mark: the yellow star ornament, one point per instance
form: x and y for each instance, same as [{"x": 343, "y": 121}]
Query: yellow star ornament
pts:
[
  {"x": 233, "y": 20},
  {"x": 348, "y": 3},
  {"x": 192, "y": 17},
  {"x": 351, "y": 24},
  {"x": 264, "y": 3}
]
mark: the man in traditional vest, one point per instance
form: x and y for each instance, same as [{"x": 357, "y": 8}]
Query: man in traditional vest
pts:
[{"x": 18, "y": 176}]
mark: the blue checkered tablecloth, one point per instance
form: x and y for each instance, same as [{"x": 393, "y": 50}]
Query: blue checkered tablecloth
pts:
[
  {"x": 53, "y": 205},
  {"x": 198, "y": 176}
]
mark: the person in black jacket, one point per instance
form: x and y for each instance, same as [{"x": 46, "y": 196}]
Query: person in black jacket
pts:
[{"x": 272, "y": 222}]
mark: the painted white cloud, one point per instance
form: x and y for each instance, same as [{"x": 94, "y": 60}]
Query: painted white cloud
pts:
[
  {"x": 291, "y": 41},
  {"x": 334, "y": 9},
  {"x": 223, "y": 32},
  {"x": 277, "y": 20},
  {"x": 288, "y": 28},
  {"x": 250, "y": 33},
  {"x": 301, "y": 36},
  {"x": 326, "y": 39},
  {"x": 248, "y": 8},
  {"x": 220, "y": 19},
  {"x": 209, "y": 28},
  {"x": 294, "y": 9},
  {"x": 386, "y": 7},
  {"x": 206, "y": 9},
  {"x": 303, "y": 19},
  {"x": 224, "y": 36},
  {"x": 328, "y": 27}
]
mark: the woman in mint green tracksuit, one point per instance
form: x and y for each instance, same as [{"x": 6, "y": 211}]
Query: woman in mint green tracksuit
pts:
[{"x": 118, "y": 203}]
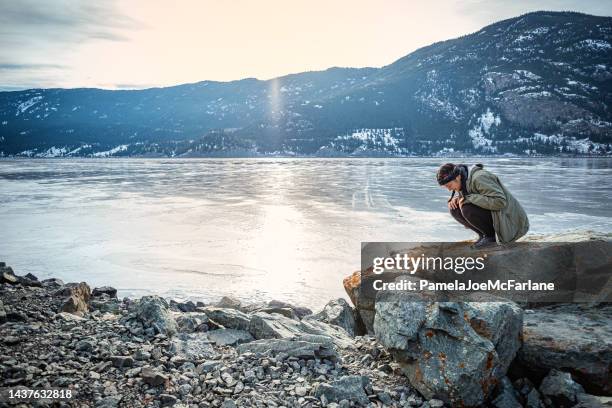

========

Gather every line in the items above that contains the word "painted" and copy each line in full.

mark: the painted white cloud, one point per instance
Query: painted white cloud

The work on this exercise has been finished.